--- Start Records shown ---

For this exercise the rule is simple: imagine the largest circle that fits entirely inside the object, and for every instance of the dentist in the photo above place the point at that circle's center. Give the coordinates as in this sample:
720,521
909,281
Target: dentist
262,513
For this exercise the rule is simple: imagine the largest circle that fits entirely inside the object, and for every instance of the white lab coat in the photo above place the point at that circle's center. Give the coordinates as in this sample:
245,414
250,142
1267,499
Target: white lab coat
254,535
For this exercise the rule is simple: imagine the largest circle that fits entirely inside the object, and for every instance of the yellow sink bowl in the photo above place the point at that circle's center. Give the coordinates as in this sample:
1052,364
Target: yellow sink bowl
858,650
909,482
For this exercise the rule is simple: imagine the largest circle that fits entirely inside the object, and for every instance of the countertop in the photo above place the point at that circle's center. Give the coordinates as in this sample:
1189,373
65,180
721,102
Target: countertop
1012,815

--- End Records shown ---

— Task objective —
Return the lines of the records word for word, starting with the line that contains "of the white" and going on through the last line of the records.

— Problem solution —
For this exercise the rule is simple: imagine the largest circle that fits entirely inside the object, and for every instance of the white lab coat in the photo above place the point at that circle's center. Give the coordinates as in this sample:
245,414
250,142
1267,499
Target: white lab coat
254,535
For this exercise the rule is simple: imagine the largest circle that fits entirely inside the object, and for every instance of the yellow sink bowl in the photo above place the point at that circle's center. Give the coordinates as in this sample:
1052,364
Target: yellow sink bowl
858,650
909,482
For this exercise the rule is simple: imagine the largest circle that fits entirely inside the object, and for every instance of the countertop in the photo above place the point at that circle's center. Give the coordinates as in this sample:
1189,373
65,180
721,102
Target: countertop
1012,815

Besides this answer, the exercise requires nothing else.